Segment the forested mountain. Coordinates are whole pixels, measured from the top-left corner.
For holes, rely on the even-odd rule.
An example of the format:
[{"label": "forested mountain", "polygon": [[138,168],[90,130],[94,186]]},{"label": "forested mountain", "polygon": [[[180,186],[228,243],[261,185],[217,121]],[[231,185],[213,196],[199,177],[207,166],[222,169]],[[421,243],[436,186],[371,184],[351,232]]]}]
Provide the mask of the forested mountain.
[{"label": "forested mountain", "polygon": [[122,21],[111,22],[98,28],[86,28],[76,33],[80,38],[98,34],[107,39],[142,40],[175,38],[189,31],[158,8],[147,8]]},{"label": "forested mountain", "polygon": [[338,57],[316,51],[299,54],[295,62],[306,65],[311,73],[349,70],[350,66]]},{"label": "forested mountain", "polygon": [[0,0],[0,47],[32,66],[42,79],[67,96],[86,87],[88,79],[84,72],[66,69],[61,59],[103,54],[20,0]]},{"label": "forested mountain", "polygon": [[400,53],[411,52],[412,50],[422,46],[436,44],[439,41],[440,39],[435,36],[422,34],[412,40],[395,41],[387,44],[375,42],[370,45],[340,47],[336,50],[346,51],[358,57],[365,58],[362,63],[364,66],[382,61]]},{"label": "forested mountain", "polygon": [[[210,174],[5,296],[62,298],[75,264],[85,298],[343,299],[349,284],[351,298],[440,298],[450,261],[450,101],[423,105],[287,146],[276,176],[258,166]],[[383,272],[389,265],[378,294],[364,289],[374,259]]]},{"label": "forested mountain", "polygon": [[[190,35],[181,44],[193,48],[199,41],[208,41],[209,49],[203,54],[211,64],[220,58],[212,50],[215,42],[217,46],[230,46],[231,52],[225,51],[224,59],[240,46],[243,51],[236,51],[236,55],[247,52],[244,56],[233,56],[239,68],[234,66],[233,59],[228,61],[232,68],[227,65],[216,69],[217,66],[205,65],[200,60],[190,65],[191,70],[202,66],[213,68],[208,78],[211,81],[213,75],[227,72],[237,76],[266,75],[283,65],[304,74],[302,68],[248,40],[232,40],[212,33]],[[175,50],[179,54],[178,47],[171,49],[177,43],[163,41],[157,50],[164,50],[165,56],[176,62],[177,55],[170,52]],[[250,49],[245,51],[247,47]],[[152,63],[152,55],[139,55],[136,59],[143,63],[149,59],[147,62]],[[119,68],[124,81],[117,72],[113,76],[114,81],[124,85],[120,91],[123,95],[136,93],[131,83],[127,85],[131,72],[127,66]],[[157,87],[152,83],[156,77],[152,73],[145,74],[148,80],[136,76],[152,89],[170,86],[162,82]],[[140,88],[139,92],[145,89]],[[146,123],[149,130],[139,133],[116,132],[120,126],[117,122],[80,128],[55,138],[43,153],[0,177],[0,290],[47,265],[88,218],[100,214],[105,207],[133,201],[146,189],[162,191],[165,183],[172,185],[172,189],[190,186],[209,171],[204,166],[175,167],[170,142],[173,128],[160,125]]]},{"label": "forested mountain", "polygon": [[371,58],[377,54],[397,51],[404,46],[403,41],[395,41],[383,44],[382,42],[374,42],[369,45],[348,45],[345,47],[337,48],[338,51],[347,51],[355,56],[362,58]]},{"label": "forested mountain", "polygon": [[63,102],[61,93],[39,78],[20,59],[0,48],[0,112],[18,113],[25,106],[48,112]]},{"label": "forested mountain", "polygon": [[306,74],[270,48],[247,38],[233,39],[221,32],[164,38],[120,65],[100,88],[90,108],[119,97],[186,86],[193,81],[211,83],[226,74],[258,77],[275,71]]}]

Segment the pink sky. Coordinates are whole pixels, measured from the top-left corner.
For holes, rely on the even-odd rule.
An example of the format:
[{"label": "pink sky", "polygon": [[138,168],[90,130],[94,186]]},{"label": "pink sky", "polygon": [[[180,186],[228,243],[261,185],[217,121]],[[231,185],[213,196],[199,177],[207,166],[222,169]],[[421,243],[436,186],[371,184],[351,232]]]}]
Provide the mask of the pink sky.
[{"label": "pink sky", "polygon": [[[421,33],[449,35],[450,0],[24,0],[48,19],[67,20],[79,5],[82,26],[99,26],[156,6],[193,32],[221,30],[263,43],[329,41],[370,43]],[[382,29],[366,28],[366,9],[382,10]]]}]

......

(What you are asked to do) Reproduce every record above exactly as it is written.

(Task answer)
Segment the forested mountain. Coordinates are whole pixels, measured from the top-left corner.
For holes, rely on the even-odd rule.
An example of the format:
[{"label": "forested mountain", "polygon": [[138,168],[90,130],[94,186]]},{"label": "forested mountain", "polygon": [[[180,186],[228,243],[261,185],[217,121]],[[231,185],[213,196],[199,177],[207,166],[222,169]],[[421,243],[436,186],[371,184],[351,232]]]}]
Provide the mask of the forested mountain.
[{"label": "forested mountain", "polygon": [[122,21],[111,22],[98,28],[86,28],[76,33],[80,38],[98,34],[107,39],[142,40],[175,38],[189,31],[158,8],[147,8]]},{"label": "forested mountain", "polygon": [[338,57],[316,51],[299,54],[295,62],[306,65],[311,73],[349,70],[350,66]]},{"label": "forested mountain", "polygon": [[0,0],[0,47],[32,66],[42,79],[67,96],[86,87],[88,79],[84,72],[66,69],[61,59],[103,54],[20,0]]},{"label": "forested mountain", "polygon": [[400,53],[411,52],[412,50],[422,46],[436,44],[439,41],[440,39],[435,36],[422,34],[412,40],[395,41],[387,44],[375,42],[370,45],[340,47],[336,50],[346,51],[358,57],[365,58],[362,63],[364,66],[382,61]]},{"label": "forested mountain", "polygon": [[[210,174],[5,296],[62,298],[75,264],[85,298],[343,299],[349,284],[351,298],[440,298],[450,261],[450,101],[423,105],[287,146],[276,176],[258,166]],[[383,272],[389,265],[378,294],[364,289],[374,259]]]},{"label": "forested mountain", "polygon": [[[190,35],[181,44],[193,48],[199,41],[208,41],[209,49],[203,54],[211,64],[220,58],[212,50],[215,42],[217,46],[230,46],[231,52],[225,51],[224,59],[240,46],[243,51],[236,51],[236,55],[247,52],[244,56],[233,56],[239,68],[234,66],[233,59],[228,61],[232,68],[227,65],[216,69],[217,66],[205,65],[200,60],[190,65],[191,70],[202,66],[213,68],[208,78],[211,81],[213,75],[227,72],[237,76],[266,75],[283,65],[304,74],[302,68],[248,40],[232,40],[212,33]],[[175,50],[179,54],[178,47],[171,49],[177,43],[163,41],[157,50],[164,50],[165,56],[176,62],[177,55],[170,52]],[[250,49],[245,51],[247,47]],[[152,63],[152,55],[139,55],[136,59],[143,63],[149,59],[147,62]],[[119,68],[124,81],[117,72],[113,76],[114,81],[124,85],[120,91],[123,95],[136,93],[131,83],[127,85],[131,72],[127,66]],[[157,87],[152,83],[156,77],[152,73],[145,74],[148,80],[136,76],[152,89],[170,86],[162,82]],[[140,88],[139,92],[145,89]],[[146,123],[149,130],[139,133],[116,132],[120,126],[117,122],[80,128],[55,138],[43,153],[0,177],[0,290],[47,265],[88,218],[100,214],[105,207],[133,201],[146,189],[162,191],[165,183],[172,185],[172,189],[190,186],[209,171],[204,166],[175,167],[170,142],[173,128],[160,125]]]},{"label": "forested mountain", "polygon": [[371,58],[377,54],[397,51],[404,46],[403,41],[395,41],[383,44],[382,42],[374,42],[369,45],[348,45],[345,47],[337,48],[338,51],[347,51],[355,56],[362,58]]},{"label": "forested mountain", "polygon": [[63,102],[61,93],[39,78],[20,59],[0,48],[0,112],[18,113],[25,106],[48,112]]},{"label": "forested mountain", "polygon": [[306,74],[270,48],[247,38],[233,39],[221,32],[164,38],[120,65],[100,88],[90,108],[119,97],[186,86],[193,81],[211,83],[226,74],[258,77],[275,71]]}]

Segment the pink sky. Coordinates are whole pixels, measured from the top-left corner.
For holes, rely on the even-odd rule.
An example of the format:
[{"label": "pink sky", "polygon": [[138,168],[90,130],[94,186]]},{"label": "pink sky", "polygon": [[[180,186],[228,243],[261,185],[217,121]],[[231,185],[213,196],[199,177],[207,166],[222,169]],[[421,243],[436,186],[371,184],[351,232]]]}]
Provide the mask of the pink sky.
[{"label": "pink sky", "polygon": [[[421,33],[449,35],[450,0],[24,0],[48,19],[67,20],[79,5],[82,26],[99,26],[156,6],[193,32],[221,30],[263,43],[329,41],[370,43]],[[382,29],[366,28],[366,9],[382,10]]]}]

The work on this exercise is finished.